→ Given entries:
###
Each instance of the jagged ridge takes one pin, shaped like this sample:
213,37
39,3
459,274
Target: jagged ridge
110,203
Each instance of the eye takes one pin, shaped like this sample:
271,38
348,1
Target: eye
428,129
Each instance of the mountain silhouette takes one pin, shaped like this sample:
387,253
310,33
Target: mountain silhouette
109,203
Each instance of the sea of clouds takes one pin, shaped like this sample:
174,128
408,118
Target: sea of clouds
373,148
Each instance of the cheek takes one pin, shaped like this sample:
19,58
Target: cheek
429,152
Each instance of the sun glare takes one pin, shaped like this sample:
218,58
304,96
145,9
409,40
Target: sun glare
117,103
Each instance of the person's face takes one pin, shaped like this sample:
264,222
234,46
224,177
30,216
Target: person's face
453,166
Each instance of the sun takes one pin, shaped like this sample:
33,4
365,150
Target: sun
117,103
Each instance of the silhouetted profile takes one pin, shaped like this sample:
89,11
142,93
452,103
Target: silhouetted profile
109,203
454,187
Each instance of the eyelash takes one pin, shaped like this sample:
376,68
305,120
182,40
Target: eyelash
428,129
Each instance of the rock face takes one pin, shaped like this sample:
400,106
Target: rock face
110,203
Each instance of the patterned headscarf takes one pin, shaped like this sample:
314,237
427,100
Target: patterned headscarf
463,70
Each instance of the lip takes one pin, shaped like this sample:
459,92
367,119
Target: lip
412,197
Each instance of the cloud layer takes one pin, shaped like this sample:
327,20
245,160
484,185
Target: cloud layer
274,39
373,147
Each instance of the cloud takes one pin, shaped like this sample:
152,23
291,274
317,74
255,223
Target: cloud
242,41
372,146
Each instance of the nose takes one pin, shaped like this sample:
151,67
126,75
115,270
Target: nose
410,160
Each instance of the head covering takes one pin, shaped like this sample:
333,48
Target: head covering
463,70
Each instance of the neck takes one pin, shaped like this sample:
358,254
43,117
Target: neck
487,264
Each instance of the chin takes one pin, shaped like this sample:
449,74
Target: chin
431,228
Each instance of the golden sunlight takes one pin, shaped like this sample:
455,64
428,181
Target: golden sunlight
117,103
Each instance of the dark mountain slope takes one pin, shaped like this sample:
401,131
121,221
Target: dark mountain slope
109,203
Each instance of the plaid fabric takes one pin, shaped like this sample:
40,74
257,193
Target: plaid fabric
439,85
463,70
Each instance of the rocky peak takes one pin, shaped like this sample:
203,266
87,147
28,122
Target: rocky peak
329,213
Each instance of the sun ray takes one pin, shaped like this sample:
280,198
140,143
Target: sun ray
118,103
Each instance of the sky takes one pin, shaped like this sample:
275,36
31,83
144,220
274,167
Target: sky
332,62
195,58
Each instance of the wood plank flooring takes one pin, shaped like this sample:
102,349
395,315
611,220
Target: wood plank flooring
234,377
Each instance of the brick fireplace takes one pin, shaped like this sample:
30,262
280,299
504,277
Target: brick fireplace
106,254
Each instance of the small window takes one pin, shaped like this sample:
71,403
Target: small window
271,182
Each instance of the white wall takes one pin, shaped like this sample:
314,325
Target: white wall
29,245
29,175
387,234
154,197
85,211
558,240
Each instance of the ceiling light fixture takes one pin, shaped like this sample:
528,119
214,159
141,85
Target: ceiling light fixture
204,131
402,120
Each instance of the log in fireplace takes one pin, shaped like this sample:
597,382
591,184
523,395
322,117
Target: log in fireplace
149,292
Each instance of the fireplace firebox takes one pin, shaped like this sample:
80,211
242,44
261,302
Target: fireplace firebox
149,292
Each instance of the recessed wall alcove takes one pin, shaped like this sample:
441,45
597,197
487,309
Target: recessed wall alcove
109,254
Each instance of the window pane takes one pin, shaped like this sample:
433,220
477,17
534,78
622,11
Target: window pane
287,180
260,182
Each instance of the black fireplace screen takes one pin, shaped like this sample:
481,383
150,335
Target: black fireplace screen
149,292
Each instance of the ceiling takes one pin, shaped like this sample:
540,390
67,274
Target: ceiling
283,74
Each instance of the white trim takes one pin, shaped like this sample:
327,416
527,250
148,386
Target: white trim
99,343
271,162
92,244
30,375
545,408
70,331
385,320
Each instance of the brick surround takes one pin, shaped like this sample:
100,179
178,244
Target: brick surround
###
→ What you have to do:
All of the data shown above must be copied exactly.

→ Exercise output:
Each instance of the jagged ridge takes one pin, shaped like this sample:
213,37
39,3
459,274
Target: jagged ridge
110,203
Each instance of the eye takes one pin, shaped like this sample:
271,38
348,1
Target: eye
428,129
Each instance of the mountain silhouette takes one pin, shaped like this sample:
387,253
310,33
Target: mountain silhouette
109,203
Each instance of the sea of clouds takes one pin, shaped like this sample:
174,128
408,118
Target: sea of clouds
373,148
Each instance of the cheek takes one pin, shaped like this sample:
19,58
Target: cheek
429,152
Each instance of the sun glare takes one pin, shaped like this sample:
218,58
304,96
145,9
409,40
Target: sun glare
117,103
Each instance of the person's face takes one pin, shaped like this sample:
264,222
234,46
224,177
30,216
Target: person's face
453,166
Each instance of the sun takes one pin, shaped like this sample:
33,4
365,150
Target: sun
117,103
Each instance of the silhouetted profile takes one pin, shaped like this sample:
89,11
142,93
452,103
Target: silhouetted profile
109,203
454,187
Each instance of the eyelash takes one pin, shaped like this sample:
376,68
305,120
182,40
Target: eyelash
428,129
Each instance of the rock face takes one pin, shaped like this sample:
400,106
Target: rock face
110,203
Each instance of the patterned headscarf takes one pin, shaped like this sample:
314,237
427,100
Target: patterned headscarf
463,70
Each instance of the lip takes one pin, shaped like this sample:
459,92
367,119
Target: lip
412,197
Each instance of the cloud layer takes one pin, shaped like this sample:
327,20
245,160
484,185
Target: cloud layer
274,39
373,147
Each instance of the cloud takes one pin, shaped like this sample:
152,23
291,274
317,74
255,223
Target: cloud
242,41
372,146
Each instance of the nose takes one pin, shaped like this sample:
151,67
126,75
115,270
Target: nose
410,160
Each instance of the head covering takes one pin, shaped like this sample:
333,48
Target: head covering
463,70
Each instance of the neck takes one pin, shaped like this sample:
358,254
43,117
Target: neck
487,264
Each instance of the chin takes one pin, shaped like this sample:
449,74
Target: chin
431,228
Each instance of the golden sunlight takes one pin, shaped like this sample:
455,64
428,181
Target: golden sunlight
117,103
Each instance of the dark mountain slope takes one pin, shaped like this sample:
401,131
121,221
Target: dark mountain slope
109,203
Each instance of the plaid fabric takes one pin, shaped like this sample:
40,74
257,193
Target: plaid fabric
439,85
463,70
Each instance of the rocky peak takes one pin, shaped like this sample:
203,266
87,147
28,122
Target: rocky peak
329,213
Each instance of the sun ray takes one pin, shaped like this sample:
280,198
140,143
Target: sun ray
118,103
Each instance of the sky takes one pin, shaped like this sample:
275,36
31,83
144,220
274,167
Target: sky
332,62
195,58
Each instance of the wood plank flooring takes one pin, shaped like this sample:
102,349
395,315
611,220
Target: wood plank flooring
234,377
Each instance of the brick fireplace takes one pin, shaped like this sample:
30,262
280,299
504,277
Target: brick fireplace
106,254
Each instance of the small window takes one pin, shaped like this sample:
71,403
Target: small window
271,182
Each instance of the white wall takes one pin, shaped like this sample:
314,325
Target: white wall
29,245
29,175
387,234
154,197
85,211
558,240
Each instance of the ceiling light fixture takes one pin, shaped like this sample:
528,119
214,159
141,85
Target: ceiling light fixture
204,131
402,120
Each instance of the log in fireplace takes one pin, shaped like this sample:
597,382
591,184
523,395
322,117
Target: log in fireplace
149,292
Each instance of the fireplace firebox takes one pin, shaped like this sample:
80,211
242,44
261,302
Target: fireplace firebox
149,292
Each instance of the recessed wall alcove takes one pin, shaped like this sample:
441,45
597,197
487,309
Target: recessed wall alcove
109,254
Each instance of the window pane takes one pin, shaped like this sample:
433,220
477,17
534,78
622,11
Target: window pane
287,180
260,182
Each instance of the black fireplace screen takes one pin, shaped like this sample:
481,383
150,335
Target: black fireplace screen
149,292
Each instance of the ceiling takes one pin, shaped like this sample:
540,390
67,274
Target: ceiling
283,74
Each instance of the white trim takes one pin, shaped like this sample:
327,416
527,250
148,386
Target: white trim
99,343
271,162
92,244
30,375
545,408
70,331
385,320
Each instance of the brick surround takes one pin, shaped like this sample:
100,179
178,244
Target: brick surround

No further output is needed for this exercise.